---------- Supplied information ----------

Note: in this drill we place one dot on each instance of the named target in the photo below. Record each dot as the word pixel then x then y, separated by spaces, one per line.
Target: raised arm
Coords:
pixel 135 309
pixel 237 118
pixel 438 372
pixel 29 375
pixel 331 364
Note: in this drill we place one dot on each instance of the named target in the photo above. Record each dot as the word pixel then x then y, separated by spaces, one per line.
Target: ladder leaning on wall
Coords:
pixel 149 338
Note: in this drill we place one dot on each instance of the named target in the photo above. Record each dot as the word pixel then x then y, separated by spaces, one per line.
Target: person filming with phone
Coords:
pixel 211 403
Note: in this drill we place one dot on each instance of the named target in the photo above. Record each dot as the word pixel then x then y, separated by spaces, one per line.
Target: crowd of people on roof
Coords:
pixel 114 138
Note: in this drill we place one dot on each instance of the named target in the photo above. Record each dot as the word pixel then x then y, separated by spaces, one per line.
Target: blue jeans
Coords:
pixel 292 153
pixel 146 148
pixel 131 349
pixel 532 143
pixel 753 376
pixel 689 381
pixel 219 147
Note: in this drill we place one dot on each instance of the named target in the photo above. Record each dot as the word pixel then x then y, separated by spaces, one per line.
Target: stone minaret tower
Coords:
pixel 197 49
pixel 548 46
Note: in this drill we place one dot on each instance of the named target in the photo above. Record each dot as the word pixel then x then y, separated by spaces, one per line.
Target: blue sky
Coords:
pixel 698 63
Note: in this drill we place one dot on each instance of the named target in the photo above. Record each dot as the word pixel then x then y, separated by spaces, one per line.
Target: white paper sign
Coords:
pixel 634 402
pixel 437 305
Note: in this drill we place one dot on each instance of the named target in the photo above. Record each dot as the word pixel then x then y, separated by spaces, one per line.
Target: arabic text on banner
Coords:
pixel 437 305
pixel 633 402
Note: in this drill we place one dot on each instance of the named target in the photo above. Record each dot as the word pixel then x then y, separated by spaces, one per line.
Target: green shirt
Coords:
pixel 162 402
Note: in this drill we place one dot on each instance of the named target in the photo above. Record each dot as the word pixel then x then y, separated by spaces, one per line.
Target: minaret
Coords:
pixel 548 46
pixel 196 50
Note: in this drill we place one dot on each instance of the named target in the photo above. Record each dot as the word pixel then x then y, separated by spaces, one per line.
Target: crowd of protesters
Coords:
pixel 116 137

----------

◆ **Given request**
From the listing above, copy each line that contains the word "crowd".

◆ **Written answer**
Target: crowd of people on roof
Target: crowd of protesters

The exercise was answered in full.